Tuesday, June 11, 2013

Nobody Gets Me Like You Do

Nobody took down my guard like you. Nobody moved in their toothbrush so soon. 
Nobody does whatever they want like you!
I'm cards on the table. I am spilled milk. There's no use crying, there's forces at will... 
I'm yours for the taking, come get your fill!
Nobody loves me like you do. Nobody thrills me like you do. Nobody gets me. Nobody kills me like you. 
Nobody buys me old books like you. Nobody hikes up my skirt like you. 
Nobody says they ain't changing like you!
I'm painting a picture 'cause I'm seeing red. You're not the villain, I've built in my head. The flowers you picked out still sit by the bed.
Nobody loves me like you do. Nobody thrills me like you do. Nobody gets me. Nobody kills me like you. 
To love you is to go mad. To love you is to lose myself. 
In meeting you I've met my match! 
There's no sweeter death. No sweeter death than this!

◆ **Excerpted data**:
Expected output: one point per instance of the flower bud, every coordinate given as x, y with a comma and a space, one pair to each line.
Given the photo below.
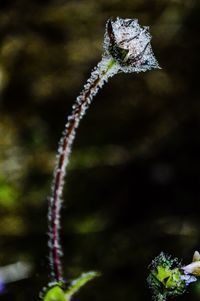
129, 44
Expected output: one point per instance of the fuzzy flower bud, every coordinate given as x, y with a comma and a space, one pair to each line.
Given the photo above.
129, 44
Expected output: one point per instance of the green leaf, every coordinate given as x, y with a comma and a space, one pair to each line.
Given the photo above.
78, 283
55, 294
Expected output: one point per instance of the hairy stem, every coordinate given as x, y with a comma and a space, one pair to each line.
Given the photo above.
105, 69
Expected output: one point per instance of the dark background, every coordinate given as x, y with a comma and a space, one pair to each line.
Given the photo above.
132, 189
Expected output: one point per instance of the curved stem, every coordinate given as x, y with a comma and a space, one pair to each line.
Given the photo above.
105, 69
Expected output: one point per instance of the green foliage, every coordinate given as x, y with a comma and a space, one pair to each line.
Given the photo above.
56, 292
79, 282
166, 277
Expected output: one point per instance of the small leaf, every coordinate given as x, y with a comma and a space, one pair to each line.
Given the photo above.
78, 283
55, 294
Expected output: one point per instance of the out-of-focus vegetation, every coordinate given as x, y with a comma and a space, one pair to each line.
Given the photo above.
133, 185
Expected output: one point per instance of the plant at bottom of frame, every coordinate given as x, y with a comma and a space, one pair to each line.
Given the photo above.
169, 278
126, 49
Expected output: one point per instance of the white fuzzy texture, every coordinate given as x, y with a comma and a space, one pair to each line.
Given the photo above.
129, 35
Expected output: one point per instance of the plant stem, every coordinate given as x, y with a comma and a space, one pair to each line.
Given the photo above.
105, 69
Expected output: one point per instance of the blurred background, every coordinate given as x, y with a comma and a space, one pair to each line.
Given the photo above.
132, 189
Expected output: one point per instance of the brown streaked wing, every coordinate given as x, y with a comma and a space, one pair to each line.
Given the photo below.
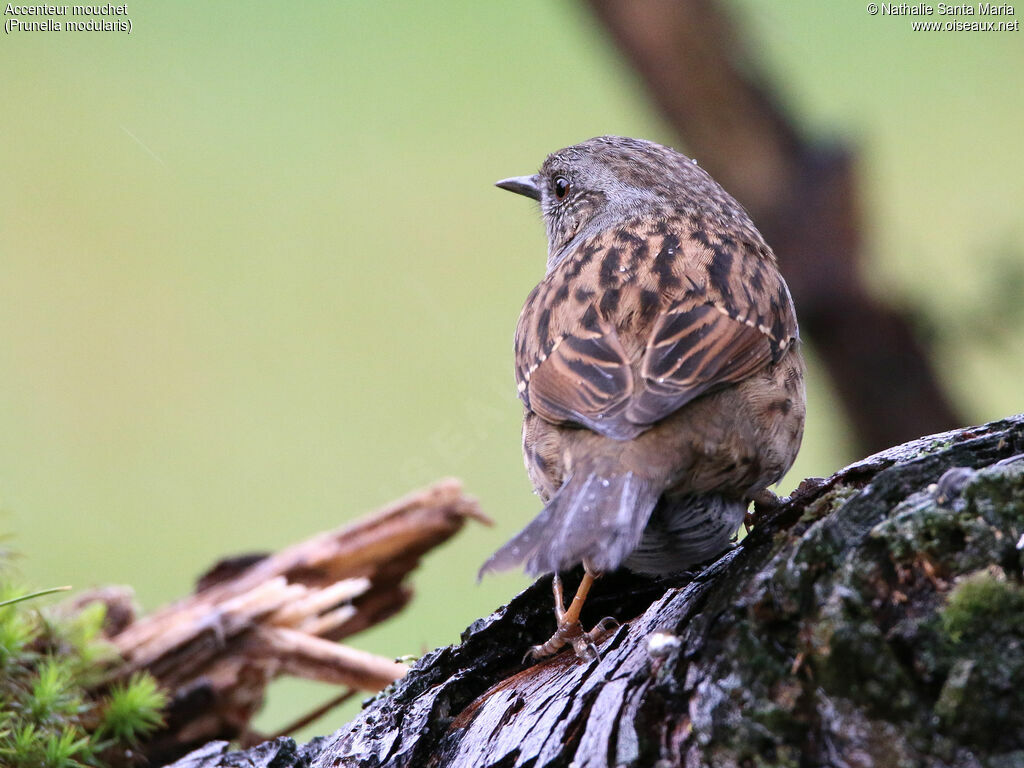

◆ **Exercise tasks**:
1 - In the song lyrics, why is the speaker painting a picture?
2 - Lay out the listing as a Markdown table with the columns Row and Line, from the line with "Expected output: one point per instance of the blurred" up to and including the final line of the listing. Skip blank lines, and leave the pictures out.
The song lyrics and the listing are separate, unrelated material.

◆ **Answers in order**:
1 - The speaker is painting a picture because the speaker is seeing red.

2 -
| Row | Line |
|---|---|
| 1 | Expected output: one point per instance of the blurred background, every coordinate given as x, y with a comma and a space, one pair to each line. |
| 2 | Given the photo above. |
| 3 | 132, 189 |
| 4 | Expected output: one point per instance of the brown streaked wing, every coordinate given as x, y with a comma and a space, one pair to each line. |
| 5 | Given the photo below. |